Predictions at representative values

To get predictions at representative values, we can use the datagrid() function. If we just pass the model to datagrid() and no other arguments, it will give us back a 1 row data frame where every column is either the average value across the original data, or the most frequent level.

datagrid(
  model = bill_model
) |> 
  tt()
rowid bill_len body_mass species
1 43.9 4202 Adelie

To get a prediction for each species, I'll pass a vector of species names to species.

datagrid(
  model = bill_model,
  species = c(
    "Adelie",
    "Chinstrap",
    "Gentoo"
  )
) -> 
  grid1

grid1 |>
  tt() 
rowid bill_len body_mass species
1 43.9 4202 Adelie
2 43.9 4202 Chinstrap
3 43.9 4202 Gentoo

We can describe the predictions we get as the expected bill length for each species, conditional on the average body mass.

predictions(
  bill_model,
  newdata = grid1
) |> 
  mutate(method = "pred_grid1")->
  species_pred

If we compare these predicted values to the previous estimates, they're very different!

Plotting code
bind_rows(
  mean_est,
  avg_pred,
  species_pred
) |> 
 ggplot(
    aes(species, estimate)
  ) + 
    geom_dots(
      data = penguin_full,
      aes(x = species, y = bill_len),
      side = "both"
    ) +    
    geom_pointinterval(
      size = 5, 
      aes(
        ymin = conf.low,
        ymax = conf.high,
        color = method
      ),
      position = position_dodge(width = 0.3)
    ) -> 
    p

p
p + theme_darkmode()

The predicted bill length for each species, especially Gentoo, don't look like typical bill lengths for each species. But that's because these predictions were conditional on the average body mass across all individuals, which isn't a representatuve body mass for any individual species.

Plotting code
bill_model |>
  predictions(
    newdata = datagrid(
      species = unique,
      body_mass = range
    )
  )->
    full_est

bolden <- \(x){
  str_glue("<b>{x}</b>")
}

penguin_full |> 
  ggplot(
    aes(body_mass, bill_len, color = species)
  ) + 
    geom_point(
      size = 0.2,
      alpha = 0.5
    ) + 
    geom_textline(
      data = full_est,
      aes(x = body_mass, y = estimate, label = bolden(species)),
      hjust= 0.7,
      rich = T
    )+
    geom_vline(
      xintercept = mean(penguin_full$body_mass)
    ) +
    geom_point(
      data = species_pred,
      aes(y = estimate)

THE DATA:
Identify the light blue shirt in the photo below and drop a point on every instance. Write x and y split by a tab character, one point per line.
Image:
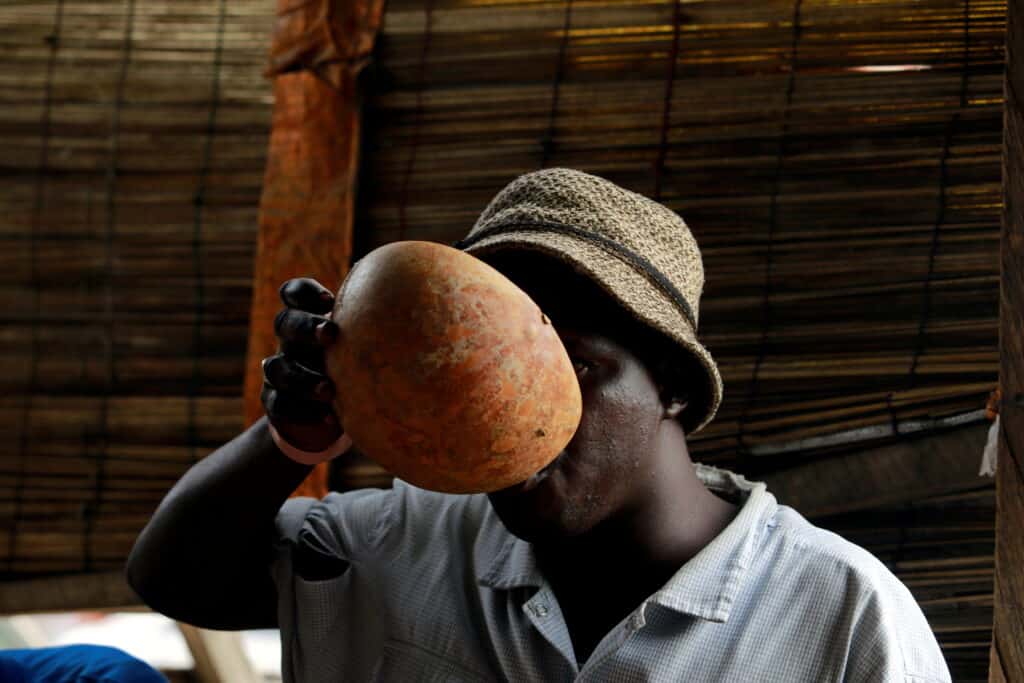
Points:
438	590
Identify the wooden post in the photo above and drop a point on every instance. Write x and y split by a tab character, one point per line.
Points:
306	208
1008	632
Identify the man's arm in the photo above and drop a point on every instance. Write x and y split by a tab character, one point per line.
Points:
205	556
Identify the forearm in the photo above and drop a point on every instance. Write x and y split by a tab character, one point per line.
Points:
204	556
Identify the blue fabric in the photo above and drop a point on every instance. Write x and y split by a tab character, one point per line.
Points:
75	664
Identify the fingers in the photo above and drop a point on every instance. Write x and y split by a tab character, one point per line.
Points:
306	294
289	377
297	327
286	410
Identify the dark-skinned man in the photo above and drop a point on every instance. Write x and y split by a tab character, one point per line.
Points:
623	560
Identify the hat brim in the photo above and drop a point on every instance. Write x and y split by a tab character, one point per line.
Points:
632	290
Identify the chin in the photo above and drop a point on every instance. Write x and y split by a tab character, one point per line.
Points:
537	524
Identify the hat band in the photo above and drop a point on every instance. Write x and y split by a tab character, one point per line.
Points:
639	263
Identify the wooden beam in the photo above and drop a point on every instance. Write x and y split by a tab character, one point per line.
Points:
307	203
908	470
1008	644
95	591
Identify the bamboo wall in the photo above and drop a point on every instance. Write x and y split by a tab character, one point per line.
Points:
134	135
848	214
839	164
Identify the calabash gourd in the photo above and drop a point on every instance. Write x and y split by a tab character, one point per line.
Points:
448	374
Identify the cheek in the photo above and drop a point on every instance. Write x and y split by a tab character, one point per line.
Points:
616	431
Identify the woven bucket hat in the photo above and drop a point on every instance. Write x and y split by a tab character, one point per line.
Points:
638	251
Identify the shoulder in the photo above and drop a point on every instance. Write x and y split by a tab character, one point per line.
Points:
888	632
360	521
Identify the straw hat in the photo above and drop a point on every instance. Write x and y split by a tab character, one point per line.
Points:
638	251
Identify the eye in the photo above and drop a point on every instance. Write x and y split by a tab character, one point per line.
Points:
582	367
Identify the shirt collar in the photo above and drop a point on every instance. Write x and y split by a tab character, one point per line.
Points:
504	560
706	587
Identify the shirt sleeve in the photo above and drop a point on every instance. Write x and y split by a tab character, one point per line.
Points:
346	526
892	641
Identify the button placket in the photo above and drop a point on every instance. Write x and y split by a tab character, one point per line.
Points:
542	610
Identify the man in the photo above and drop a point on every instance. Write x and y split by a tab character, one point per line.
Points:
621	561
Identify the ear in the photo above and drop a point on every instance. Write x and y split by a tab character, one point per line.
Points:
674	408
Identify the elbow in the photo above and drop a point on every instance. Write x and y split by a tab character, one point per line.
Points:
144	574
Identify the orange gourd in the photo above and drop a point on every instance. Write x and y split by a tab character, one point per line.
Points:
448	374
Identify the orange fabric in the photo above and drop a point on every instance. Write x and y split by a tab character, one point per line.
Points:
306	208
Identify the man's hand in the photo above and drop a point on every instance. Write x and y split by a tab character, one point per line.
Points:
297	393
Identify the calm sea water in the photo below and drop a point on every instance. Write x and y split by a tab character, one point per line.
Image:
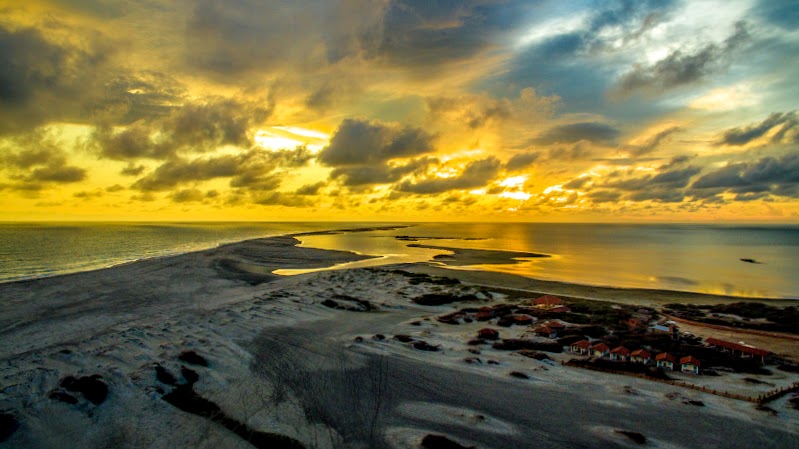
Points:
698	258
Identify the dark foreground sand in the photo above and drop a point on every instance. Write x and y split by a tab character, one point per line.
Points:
273	360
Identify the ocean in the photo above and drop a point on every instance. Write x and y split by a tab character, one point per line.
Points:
695	258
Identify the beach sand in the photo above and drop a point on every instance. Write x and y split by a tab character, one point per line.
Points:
210	349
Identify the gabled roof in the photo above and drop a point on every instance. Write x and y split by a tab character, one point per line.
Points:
554	325
689	360
600	347
582	344
666	356
620	350
547	300
737	347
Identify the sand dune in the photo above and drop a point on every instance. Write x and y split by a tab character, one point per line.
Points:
298	361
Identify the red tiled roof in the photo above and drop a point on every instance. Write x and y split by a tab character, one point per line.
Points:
559	309
737	347
689	359
666	356
582	344
547	300
620	350
600	347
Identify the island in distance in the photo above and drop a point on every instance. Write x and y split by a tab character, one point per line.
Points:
209	349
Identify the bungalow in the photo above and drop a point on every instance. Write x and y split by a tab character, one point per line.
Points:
744	351
547	332
580	347
668	328
559	309
689	364
640	356
665	360
547	302
620	354
600	350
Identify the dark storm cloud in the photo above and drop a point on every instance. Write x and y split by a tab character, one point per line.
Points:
40	162
424	33
310	189
593	132
187	195
380	173
680	68
782	13
60	174
251	170
777	174
193	127
567	65
653	143
240	36
476	174
521	161
357	142
42	80
744	135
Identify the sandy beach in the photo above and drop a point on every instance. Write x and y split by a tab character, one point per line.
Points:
211	349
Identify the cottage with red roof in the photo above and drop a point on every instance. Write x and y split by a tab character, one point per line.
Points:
547	302
689	364
640	356
600	350
580	347
546	332
744	351
619	354
665	360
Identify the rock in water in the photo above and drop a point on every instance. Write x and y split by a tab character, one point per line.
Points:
193	358
91	387
8	425
431	441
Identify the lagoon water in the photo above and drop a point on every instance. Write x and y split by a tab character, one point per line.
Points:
697	258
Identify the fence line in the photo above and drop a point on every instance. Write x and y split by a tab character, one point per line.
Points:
761	399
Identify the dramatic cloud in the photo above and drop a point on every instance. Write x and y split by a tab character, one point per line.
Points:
741	136
252	170
778	175
680	68
521	161
476	174
653	143
359	141
192	127
599	133
42	80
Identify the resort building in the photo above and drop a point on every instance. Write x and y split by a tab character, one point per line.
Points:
640	356
739	349
665	360
667	328
689	364
546	332
600	350
547	302
580	347
619	354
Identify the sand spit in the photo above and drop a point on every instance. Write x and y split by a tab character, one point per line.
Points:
210	349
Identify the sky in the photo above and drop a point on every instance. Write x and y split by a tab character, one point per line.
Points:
400	110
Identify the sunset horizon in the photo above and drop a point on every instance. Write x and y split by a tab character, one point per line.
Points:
385	111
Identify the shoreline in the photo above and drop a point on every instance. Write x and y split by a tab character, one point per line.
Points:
460	262
330	344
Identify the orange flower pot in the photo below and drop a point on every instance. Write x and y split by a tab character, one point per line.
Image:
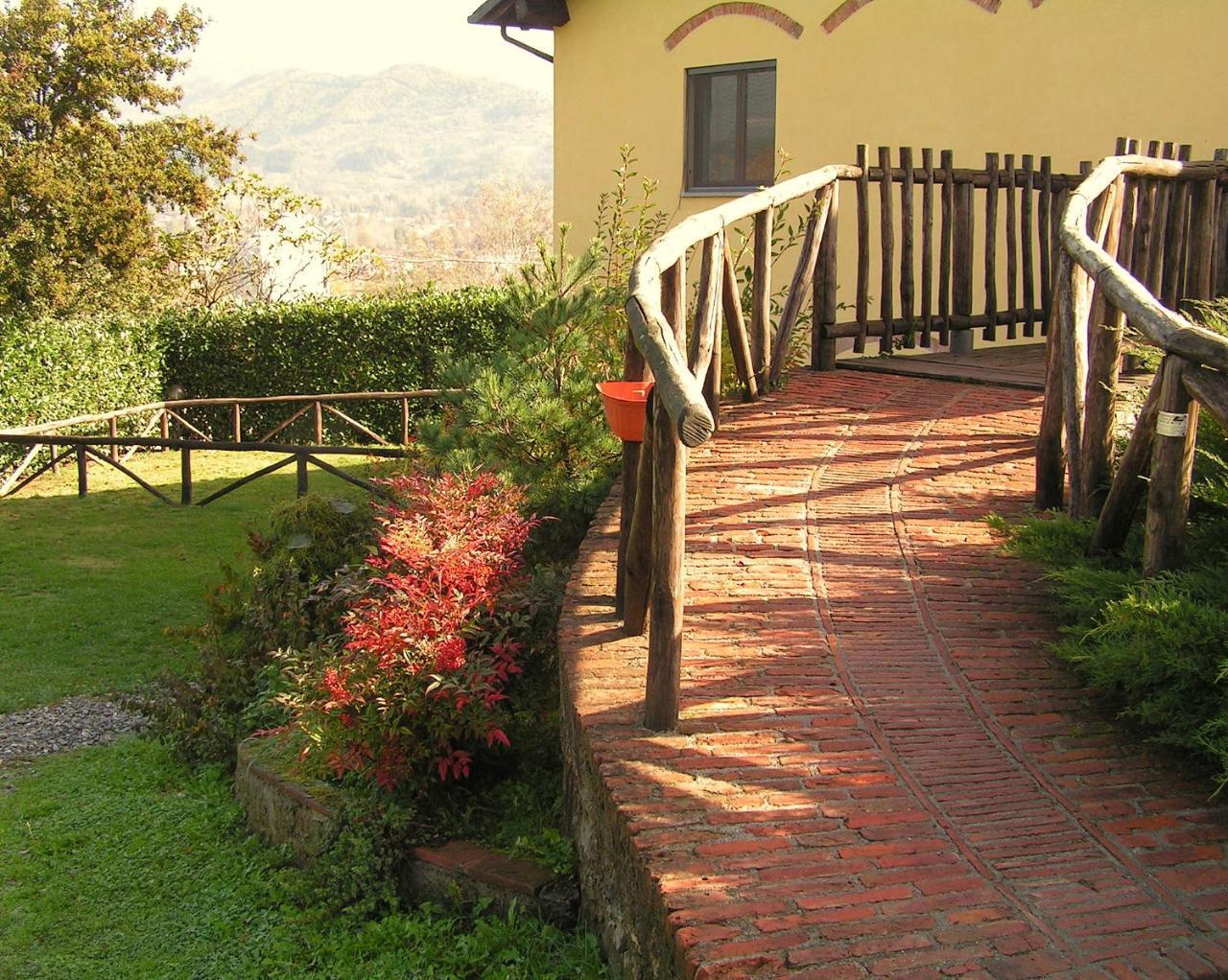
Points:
626	407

TASK LIST:
1/ Express the records from the line containing "Identify the dramatic" through the end of the records, both included, as a JSON list of strings with one string per line and blank lines left out. Leave out the pictures.
2/ Write the next part of the text on predictions at representative values, picking up right after its last line.
The text and the records have nothing to do with each other.

RESPONSE LIST:
1/
[
  "Identify the dramatic cloud in the photo above and drop a point on every instance. Write x and y split by a tab character, one point per line.",
  "Points:",
  "741\t136",
  "252\t170",
  "778\t175",
  "680\t68",
  "521\t161",
  "476\t174",
  "653\t143",
  "359\t141",
  "192\t127",
  "599\t133",
  "42\t80",
  "Identify the resort building in the photo above and drop a point on every instance. Write x and y split by a tab character, one point per line.",
  "Points:",
  "640\t356",
  "739\t349",
  "665\t360",
  "667\t328",
  "689\t364",
  "546\t332",
  "600\t350",
  "547\t302",
  "580\t347",
  "619\t354",
  "Identify the sand spit in the photo above and drop a point on every instance. Write x and y split by a tab character, one point per line.",
  "Points:",
  "210\t349",
  "Identify the sky in the photo above and drop a point on every instance. Write x and y split by a tab character, one point per line.",
  "Points:",
  "400\t110",
  "Identify the sunset horizon in the photo above and drop a point on every instance. Write x and y split by a tab character, one point per line.",
  "Points:",
  "385\t111",
  "Identify the shoreline in the photo above and drop a point on every instance. Write x and y split by a tab character, one point per line.",
  "Points:",
  "460\t262",
  "330\t344",
  "Identify the orange flower pot in the photo below and drop a point on every instance. Write x and y split by a tab character, one point per line.",
  "Image:",
  "Points:",
  "626\t407"
]

2/
    ) +
    guides(
      color = "none"
    ) -> p

p
p + theme_darkmode()

Another prediction grid

Instead of setting body_mass to the mean across all penguins, let's instead set it to the mean within each species. We can do that with datagrid() by passing it by = "species".

datagrid(
  model = bill_model,
  by = "species"
) ->
  grid2
  
grid2 |> 
  tt()
rowid bill_len body_mass species
1 38.8 3701 Adelie
2 48.8 3733 Chinstrap
3 47.5 5076 Gentoo

Using this prediction grid, we could describe the preditions as:

predictions(
  bill_model,
  newdata = grid2
) |> 
  mutate(
    method = "pred_grid2"
  )->
  typical_pred

Comparing these predictions to estimates we had before, we can see they're more in-line with what we expect the typical bill lengths to be for each species.

Plotting code
bind_rows(
  mean_est,
  avg_pred,
  species_pred,
  typical_pred
) |> 
 ggplot(
    aes(species, estimate)
  ) + 
    geom_dots(
      data = penguin_full,
      aes(x = species, y = bill_len),
      side = "both"
    ) +    
    geom_pointinterval(
      size = 5, 
      aes(
        ymin = conf.low,
        ymax = conf.high,
        color = method
      ),
      position = position_dodge(width = 0.4)
    ) -> 
    p

p
p + theme_darkmode()

The reason we've got predictions that are more in line with what is typical for each species is because we've evaluated the model at body masses that are more in line with what is typical for each species.

Plotting code
penguin_full |> 
  ggplot(
    aes(body_mass, bill_len, color = species)
  ) +  
    geom_point(
      size = 0.2,
      alpha = 0.5
    ) + 
    geom_textline(
      data = full_est,
      aes(x = body_mass, y = estimate, label = bolden(species)),
      hjust= 0.9,
      rich = T
    ) +
    geom_segment(
      data = typical_pred,
      aes(
        x = body_mass,
        xend = body_mass,
        y = estimate
      ),
      yend = -Inf
    ) +
    geom_point(
      data = typical_pred,
      aes(
        x = body_mass,
        y = estimate
      )
    ) +
    guides(
      color = "none"
    ) ->
    p

p
p + theme_darkmode()

Comparisons

We can get the Average Treatment Effect of species by calculating how different each individual's bill length is predicted to be if we swapped its species.

avg_comparisons(
  bill_model,
  variables = "species"
) -> 
  avg_comp
Table code
avg_comp |> 
  select(
    contrast, estimate
  ) |> 
    tt()
contrast estimate
Chinstrap - Adelie 9.92
Gentoo - Adelie 3.56

But, again, it's important that these contrasts are conditional on the body mass of each penguin. So, if you had an Adelie and a Gentoo with the same body mass, the Gentoo would have a bill length about 3.5 mm longer. But, not that many Adelie and Gentoo penguins have the same body mass!

Plotting code
penguin_full |>
  ggplot(
    aes(body_mass)
  ) +
    geom_dots(
      aes(
        fill = species,
        color = species,
        order = species
      ),
      group = 1
    ) + 
    scale_y_continuous(
      expand = expansion(0)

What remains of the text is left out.